*** Opening of Extract to read ***

After thirty years of marriage to Tommy Lee Jones' golf-obsessed grump, frustrated wife Meryl Streep persuades him to reluctantly join her for a week-long counselling session from Steve Carell's relationship guru. Home truths - mainly sexual ones - are voiced (TLJ fancies a threesome) and it looks like the straight-talking therapy may be wrecking rather than rescuing the marriage. The Devil Wears Prada director David Frankel has crafted a waspishly wise and funny comedy with Jones and Streep convincing as a couple so deeply in a rut they've lost touch with each other.
Tommy Lee Jones
If there's going to be new movie sub-genre called middle-aged sex comedy then this enjoyable outing from The Devil Wears Prada director Frankel kicks it off with, erm, a bang.
Middle-aged Omaha accountant Arnold (Jones) and his stay-at-home wife Kay (Streep) have been married for more than three decades...but the last time they had sex was almost five years ago.
He's a golf-mad sports fan who clings to the daily ritual of a full breakfast and then a peck on the cheek from wifey while she has dutifully found herself raising their kids and keeping home. They also sleep in different rooms after he put his back out.

*** Close of Extract to read ***
*** Opening of Data excerpts ***

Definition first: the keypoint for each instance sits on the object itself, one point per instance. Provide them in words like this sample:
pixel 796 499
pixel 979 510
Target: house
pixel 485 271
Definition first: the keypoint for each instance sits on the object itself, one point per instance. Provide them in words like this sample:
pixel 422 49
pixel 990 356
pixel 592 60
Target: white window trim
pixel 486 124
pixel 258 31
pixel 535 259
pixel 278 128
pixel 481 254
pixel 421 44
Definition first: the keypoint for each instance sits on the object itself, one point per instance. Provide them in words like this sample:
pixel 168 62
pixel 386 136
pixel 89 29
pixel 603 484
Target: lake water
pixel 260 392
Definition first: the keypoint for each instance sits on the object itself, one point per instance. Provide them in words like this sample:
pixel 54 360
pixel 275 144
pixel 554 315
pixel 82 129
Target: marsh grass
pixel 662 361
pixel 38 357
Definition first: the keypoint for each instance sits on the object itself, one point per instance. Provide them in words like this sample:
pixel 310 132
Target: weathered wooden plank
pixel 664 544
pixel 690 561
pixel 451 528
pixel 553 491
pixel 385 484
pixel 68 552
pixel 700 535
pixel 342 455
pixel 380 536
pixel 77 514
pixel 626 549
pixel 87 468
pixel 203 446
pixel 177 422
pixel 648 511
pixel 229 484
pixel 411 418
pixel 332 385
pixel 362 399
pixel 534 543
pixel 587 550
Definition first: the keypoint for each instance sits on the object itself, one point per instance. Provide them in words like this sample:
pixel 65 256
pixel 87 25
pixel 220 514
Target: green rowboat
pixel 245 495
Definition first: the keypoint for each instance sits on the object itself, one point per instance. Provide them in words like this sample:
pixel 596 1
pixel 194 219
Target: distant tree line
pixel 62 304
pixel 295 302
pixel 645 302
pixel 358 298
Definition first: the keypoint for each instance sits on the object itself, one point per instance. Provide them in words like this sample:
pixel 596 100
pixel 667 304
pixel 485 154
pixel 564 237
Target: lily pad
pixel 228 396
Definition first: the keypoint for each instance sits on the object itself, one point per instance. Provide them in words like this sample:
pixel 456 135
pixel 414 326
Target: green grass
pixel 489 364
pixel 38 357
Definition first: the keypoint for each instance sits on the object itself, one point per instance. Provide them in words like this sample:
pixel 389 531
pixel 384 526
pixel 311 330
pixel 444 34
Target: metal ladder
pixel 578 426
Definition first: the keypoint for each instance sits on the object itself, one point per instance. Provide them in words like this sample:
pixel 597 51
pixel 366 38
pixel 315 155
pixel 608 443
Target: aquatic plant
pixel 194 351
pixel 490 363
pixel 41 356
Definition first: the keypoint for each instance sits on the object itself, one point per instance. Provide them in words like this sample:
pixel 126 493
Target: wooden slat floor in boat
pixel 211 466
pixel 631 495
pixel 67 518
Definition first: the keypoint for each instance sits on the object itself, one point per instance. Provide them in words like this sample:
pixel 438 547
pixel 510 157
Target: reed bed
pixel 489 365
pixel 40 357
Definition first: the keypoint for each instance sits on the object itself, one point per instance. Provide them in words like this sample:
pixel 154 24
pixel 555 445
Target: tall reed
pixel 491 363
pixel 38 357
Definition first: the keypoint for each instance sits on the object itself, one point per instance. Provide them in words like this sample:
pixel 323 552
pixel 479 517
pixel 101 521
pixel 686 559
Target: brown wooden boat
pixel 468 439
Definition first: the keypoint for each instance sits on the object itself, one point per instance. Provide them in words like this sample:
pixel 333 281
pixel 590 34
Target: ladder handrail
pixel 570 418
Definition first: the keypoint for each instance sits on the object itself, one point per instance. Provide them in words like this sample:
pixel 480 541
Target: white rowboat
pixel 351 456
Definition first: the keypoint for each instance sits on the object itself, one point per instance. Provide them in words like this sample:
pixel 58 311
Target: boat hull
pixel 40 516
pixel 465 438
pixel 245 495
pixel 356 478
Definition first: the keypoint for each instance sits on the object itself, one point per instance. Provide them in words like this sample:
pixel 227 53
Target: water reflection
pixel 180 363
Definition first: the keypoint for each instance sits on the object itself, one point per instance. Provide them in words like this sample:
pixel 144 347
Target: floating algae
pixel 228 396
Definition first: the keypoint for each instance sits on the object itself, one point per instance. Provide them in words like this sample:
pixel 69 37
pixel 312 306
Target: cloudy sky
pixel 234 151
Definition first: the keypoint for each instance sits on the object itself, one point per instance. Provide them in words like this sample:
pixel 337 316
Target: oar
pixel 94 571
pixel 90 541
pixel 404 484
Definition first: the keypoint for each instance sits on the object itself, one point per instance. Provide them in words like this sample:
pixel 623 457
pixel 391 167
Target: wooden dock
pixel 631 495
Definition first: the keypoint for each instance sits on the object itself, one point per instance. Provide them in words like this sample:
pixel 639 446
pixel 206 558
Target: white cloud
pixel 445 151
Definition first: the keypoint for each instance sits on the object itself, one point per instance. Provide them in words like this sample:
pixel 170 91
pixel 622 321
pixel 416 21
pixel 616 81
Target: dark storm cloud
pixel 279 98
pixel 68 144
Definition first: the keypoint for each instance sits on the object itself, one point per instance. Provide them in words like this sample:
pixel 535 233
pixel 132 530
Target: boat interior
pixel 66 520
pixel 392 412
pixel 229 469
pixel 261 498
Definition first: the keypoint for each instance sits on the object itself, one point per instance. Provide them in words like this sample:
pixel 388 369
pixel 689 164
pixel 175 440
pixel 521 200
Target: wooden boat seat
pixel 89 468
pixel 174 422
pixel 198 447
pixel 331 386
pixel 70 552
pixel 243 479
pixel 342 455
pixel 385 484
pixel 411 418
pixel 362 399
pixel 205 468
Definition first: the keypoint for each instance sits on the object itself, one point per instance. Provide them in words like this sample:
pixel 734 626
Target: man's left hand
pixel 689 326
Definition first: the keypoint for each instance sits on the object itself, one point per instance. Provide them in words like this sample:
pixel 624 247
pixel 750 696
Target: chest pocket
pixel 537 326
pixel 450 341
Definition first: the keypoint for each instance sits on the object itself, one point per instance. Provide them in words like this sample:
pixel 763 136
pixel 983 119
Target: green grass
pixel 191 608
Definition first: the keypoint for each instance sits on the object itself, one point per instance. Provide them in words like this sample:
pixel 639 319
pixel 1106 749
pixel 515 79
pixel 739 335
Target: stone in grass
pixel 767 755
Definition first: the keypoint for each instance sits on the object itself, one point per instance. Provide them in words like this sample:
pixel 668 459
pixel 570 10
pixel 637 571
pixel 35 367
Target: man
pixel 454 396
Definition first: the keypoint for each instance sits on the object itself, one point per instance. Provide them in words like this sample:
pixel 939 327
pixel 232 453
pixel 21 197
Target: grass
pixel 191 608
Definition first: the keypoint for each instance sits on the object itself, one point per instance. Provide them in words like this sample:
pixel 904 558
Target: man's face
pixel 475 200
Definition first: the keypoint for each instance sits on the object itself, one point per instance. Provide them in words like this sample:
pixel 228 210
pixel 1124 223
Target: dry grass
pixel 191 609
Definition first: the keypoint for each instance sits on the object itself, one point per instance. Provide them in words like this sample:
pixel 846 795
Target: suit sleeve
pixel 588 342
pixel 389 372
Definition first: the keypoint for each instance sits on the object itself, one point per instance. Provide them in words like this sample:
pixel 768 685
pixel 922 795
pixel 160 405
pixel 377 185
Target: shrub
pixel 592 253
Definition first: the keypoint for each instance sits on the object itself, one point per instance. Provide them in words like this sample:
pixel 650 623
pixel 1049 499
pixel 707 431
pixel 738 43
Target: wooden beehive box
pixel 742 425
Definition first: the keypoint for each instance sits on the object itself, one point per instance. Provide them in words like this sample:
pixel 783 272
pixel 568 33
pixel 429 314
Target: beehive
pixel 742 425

*** Close of Data excerpts ***

• **Exercise 1**
Answer these questions using the film review.
(a) Who directed the film?
(b) What is Arnold's job, and in what city?
(c) According to the review, why do Arnold and Kay sleep in different rooms?
• **Exercise 2**
Go on with the film review, starting after its last sentence.

• **Task output 1**
(a) David Frankel, the director of The Devil Wears Prada.
(b) He is an accountant in Omaha.
(c) They began sleeping apart after he put his back out.

• **Task output 2**
Suddenly energised to revitalise their marriage, Kay invites (actually pleads) her husband to join her for an expensive week of intensive couples counselling in distant Maine.
Grumbling about the cost (they stay in an Econolodge in a town full of clapboard bijou B&Bs), Arnold unhesitatingly stonewalls the gentle probing of tweedy marriage counsellor Dr Feld (Carell, playing it straight).
However, fearful of upsetting Kay, he agrees to Feld's firm but sympathetic entreaties to restore some physical intimacy, a compromise that quickly leads him to closing down the emotional shutters,
To put it simply Jones and Streep are a subtle delight, a couple of seasoned veterans sublimely in tune with each other's performances. He nails the gruff denial of the alpha male when challenged while she conveys the hesitant concern of a good wife who wants a proper marriage again.
The sex is superbly awkward, particularly one scene where - having shelled out for a swanky guest house - Arnold's tentative seduction ends abruptly with one hesitant move as Streep is looking at her most Iron Lady-like.
It's not a laugh-out-loud comedy but one which entertains by virtue of wry looks, throwaway remarks, and the leads' peerless emotional authenticity.
Hope springs eternal? Well, this time it does.